• Aim:
Copy every row below word for word, omitting the pictures from your copy.

• The input:
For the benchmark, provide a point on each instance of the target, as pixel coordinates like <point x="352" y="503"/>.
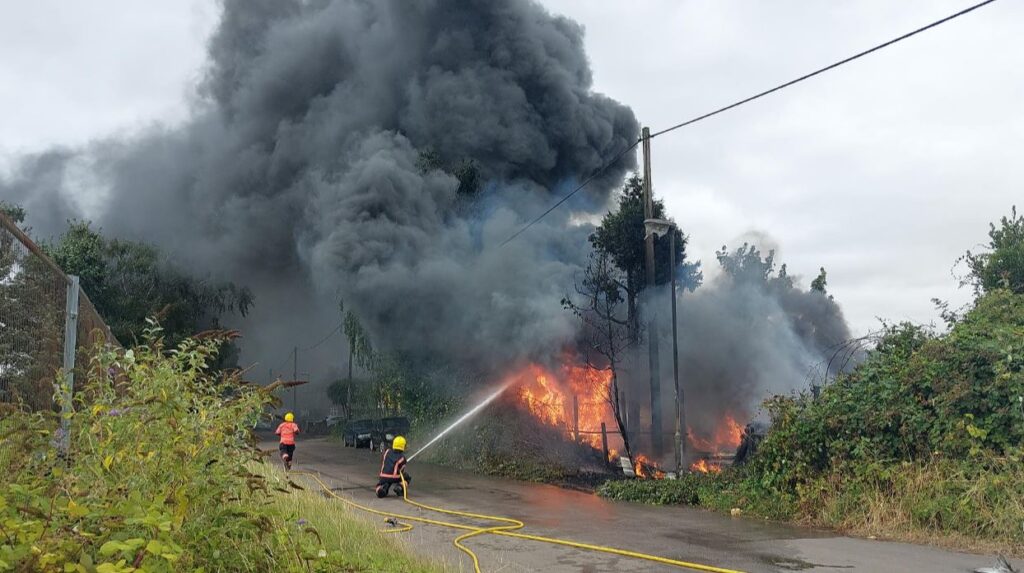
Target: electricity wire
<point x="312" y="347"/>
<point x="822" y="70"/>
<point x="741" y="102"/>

• Result for this exercise:
For the benchmark, provide a point on each instance of the target, as pixel coordinates like <point x="352" y="503"/>.
Target: electricity wire
<point x="312" y="347"/>
<point x="822" y="70"/>
<point x="741" y="102"/>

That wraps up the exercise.